*Exercise prompt*
Starting with the first line of the data that follows, transcribe every line verbatim until the line containing "Target: short-haired man" has been transcribed.

*Data to examine*
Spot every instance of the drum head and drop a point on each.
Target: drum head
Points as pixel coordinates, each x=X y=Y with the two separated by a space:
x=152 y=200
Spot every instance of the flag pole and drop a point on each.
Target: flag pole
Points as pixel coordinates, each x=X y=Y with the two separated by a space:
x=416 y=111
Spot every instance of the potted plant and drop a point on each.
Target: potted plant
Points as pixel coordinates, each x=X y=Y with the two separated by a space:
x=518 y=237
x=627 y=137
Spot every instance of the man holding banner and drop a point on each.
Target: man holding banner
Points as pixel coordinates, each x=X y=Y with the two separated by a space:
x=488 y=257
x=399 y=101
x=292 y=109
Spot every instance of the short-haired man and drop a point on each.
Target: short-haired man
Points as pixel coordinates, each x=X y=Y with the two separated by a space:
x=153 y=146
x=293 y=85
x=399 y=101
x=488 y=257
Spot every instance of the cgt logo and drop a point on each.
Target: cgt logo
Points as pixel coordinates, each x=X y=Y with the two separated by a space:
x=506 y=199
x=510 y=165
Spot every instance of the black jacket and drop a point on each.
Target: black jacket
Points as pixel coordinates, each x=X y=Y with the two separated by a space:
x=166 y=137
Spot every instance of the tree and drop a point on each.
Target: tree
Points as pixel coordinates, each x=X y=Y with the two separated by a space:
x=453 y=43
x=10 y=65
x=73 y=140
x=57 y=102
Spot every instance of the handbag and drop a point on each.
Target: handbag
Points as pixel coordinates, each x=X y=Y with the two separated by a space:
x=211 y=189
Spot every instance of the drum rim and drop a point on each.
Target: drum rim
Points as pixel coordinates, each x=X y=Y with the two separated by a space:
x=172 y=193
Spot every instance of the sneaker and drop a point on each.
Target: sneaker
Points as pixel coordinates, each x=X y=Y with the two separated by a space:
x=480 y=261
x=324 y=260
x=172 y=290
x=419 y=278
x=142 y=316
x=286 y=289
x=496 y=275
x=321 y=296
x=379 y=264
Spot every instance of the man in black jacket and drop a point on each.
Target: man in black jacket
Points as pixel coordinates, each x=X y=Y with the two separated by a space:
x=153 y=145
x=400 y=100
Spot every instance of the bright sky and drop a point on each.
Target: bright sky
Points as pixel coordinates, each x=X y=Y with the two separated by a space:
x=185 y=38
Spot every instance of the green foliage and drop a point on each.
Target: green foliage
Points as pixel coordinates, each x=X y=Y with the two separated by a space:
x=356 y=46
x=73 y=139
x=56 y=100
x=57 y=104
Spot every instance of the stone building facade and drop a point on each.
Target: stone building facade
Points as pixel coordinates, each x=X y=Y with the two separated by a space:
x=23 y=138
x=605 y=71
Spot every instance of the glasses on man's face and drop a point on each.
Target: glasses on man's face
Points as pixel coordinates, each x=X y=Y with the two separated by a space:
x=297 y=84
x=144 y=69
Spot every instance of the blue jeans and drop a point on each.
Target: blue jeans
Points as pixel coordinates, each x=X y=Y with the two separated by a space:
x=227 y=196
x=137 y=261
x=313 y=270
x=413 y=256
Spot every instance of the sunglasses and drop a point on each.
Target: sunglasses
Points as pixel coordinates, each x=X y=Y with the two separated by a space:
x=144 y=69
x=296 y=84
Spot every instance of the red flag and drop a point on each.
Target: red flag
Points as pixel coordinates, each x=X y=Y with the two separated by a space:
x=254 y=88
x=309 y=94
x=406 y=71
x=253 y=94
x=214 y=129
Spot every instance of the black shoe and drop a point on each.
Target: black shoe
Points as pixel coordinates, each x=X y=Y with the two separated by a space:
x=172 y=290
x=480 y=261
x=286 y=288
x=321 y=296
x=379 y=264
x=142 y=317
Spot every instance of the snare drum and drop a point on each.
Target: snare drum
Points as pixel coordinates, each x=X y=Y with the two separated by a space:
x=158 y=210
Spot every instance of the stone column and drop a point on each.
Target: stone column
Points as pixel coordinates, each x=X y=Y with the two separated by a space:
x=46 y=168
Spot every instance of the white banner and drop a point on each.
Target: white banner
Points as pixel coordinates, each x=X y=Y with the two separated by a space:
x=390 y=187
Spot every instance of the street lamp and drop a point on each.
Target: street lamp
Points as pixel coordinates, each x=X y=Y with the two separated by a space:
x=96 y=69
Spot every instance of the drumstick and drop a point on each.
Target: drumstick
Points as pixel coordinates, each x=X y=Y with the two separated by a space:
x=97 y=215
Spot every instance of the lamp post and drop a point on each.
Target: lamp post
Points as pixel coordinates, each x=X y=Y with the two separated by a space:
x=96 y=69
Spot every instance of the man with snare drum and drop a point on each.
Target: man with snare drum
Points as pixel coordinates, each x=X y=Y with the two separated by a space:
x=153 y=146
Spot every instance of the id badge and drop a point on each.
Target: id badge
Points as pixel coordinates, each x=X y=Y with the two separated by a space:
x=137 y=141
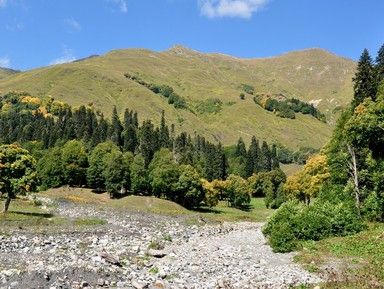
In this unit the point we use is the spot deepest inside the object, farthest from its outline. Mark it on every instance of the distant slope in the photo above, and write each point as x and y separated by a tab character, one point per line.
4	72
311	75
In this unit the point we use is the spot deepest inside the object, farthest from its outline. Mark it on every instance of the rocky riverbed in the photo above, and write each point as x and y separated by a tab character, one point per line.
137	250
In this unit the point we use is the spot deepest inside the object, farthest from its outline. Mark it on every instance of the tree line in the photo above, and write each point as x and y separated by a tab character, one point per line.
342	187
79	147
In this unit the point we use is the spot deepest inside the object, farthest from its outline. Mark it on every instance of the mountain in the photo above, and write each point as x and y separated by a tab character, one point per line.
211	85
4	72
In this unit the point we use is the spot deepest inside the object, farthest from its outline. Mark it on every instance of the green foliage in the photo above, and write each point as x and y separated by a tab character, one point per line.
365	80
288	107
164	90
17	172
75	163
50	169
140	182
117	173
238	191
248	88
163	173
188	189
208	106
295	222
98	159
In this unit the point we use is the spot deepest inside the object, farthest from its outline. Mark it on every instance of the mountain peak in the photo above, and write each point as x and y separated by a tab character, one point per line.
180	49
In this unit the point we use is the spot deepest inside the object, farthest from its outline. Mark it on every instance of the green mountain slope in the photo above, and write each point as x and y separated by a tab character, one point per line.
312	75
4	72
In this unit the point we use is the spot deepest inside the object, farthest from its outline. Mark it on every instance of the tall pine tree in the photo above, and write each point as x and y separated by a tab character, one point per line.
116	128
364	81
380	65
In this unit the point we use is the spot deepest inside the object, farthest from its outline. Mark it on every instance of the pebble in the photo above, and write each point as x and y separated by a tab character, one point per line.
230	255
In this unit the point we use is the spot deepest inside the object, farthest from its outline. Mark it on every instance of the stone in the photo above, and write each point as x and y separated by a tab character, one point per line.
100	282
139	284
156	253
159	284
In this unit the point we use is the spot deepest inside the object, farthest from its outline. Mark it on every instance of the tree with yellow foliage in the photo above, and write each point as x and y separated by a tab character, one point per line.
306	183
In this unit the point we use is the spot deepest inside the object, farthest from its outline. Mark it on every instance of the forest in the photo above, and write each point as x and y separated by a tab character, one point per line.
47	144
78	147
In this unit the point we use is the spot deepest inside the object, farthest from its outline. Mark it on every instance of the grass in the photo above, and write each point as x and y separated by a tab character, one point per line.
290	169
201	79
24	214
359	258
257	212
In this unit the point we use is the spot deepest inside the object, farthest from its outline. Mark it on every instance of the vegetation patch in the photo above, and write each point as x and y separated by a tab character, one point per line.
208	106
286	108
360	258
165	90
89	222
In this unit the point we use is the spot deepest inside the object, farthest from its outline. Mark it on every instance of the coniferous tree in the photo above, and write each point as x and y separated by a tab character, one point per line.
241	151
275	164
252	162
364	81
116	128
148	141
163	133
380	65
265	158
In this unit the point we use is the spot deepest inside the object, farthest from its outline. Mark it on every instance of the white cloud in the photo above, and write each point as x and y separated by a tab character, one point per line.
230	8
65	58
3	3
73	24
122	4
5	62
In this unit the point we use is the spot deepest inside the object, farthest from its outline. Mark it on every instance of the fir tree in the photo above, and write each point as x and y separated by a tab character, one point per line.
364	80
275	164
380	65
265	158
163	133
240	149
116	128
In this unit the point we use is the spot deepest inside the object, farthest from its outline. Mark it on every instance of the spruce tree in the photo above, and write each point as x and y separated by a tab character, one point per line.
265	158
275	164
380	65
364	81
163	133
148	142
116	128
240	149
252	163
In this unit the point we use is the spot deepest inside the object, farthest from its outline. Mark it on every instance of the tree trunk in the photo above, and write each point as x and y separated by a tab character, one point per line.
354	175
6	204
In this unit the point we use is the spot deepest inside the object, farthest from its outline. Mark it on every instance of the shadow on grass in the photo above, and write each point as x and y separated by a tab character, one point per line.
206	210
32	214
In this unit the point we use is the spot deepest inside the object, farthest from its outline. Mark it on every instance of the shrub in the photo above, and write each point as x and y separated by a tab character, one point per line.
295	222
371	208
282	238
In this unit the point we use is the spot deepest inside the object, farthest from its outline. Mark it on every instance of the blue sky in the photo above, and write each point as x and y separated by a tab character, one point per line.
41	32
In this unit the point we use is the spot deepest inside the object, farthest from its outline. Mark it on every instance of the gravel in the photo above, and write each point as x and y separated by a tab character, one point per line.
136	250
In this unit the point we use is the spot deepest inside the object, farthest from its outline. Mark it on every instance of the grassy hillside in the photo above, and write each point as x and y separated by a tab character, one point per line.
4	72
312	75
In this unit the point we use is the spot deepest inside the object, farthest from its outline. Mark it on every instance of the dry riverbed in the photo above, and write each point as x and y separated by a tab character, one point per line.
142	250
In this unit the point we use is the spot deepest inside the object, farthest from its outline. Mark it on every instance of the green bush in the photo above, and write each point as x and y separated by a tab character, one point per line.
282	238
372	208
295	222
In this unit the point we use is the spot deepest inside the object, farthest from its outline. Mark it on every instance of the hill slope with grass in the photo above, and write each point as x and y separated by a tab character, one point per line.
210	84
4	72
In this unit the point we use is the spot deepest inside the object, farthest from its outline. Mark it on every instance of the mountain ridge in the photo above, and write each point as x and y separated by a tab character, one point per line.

*Solution for this exercise*
Spot every instance of the drum head and drop a point on each.
Target: drum head
Points as pixel coordinates, each x=X y=Y with the two separated by a space:
x=152 y=200
Spot every instance of the flag pole and drop a point on each.
Target: flag pole
Points as pixel coordinates, each x=X y=Y with the two separated by a space:
x=416 y=111
Spot every instance of the potted plant and drop a point on each.
Target: potted plant
Points as pixel coordinates, each x=X y=Y with the two separated by a space:
x=518 y=237
x=627 y=137
Spot every instance of the man holding banner and drop a point on each.
Target: man holding banner
Points as pixel coordinates, each x=X y=Y with the two separated by a space:
x=488 y=257
x=399 y=101
x=292 y=109
Spot every instance of the short-haired man and drop a point on each.
Target: short-haired man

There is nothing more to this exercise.